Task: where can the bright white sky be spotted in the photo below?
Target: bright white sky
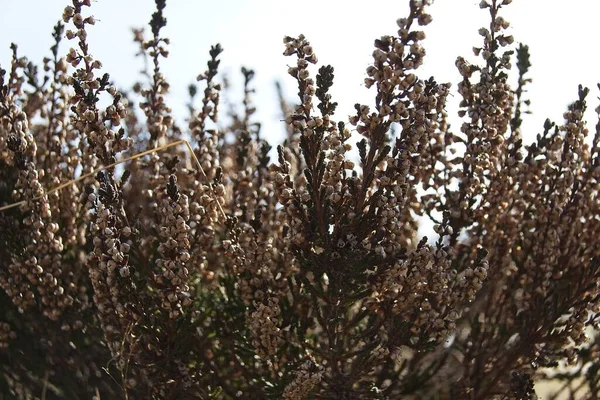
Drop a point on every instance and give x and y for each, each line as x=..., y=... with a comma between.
x=562, y=36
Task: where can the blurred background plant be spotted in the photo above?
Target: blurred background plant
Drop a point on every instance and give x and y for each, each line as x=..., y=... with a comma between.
x=224, y=274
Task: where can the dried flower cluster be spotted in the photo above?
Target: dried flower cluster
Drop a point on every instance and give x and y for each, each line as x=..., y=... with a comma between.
x=218, y=274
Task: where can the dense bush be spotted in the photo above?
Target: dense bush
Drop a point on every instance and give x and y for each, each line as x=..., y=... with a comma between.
x=208, y=271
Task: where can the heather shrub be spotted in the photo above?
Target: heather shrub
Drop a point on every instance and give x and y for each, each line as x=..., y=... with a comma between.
x=146, y=257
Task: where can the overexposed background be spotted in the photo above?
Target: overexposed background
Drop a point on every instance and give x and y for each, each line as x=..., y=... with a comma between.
x=561, y=35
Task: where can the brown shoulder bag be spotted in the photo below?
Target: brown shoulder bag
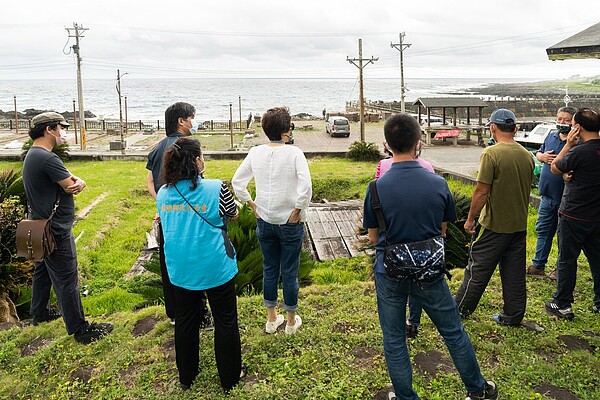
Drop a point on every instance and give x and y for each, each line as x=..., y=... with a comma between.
x=34, y=237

REQUIRED ACTION: List each line in the listing that contains the string "brown".

THE COMPLETED TASK:
Task: where can the brown shoulder bag be spotted in the photo below?
Target: brown shoulder bag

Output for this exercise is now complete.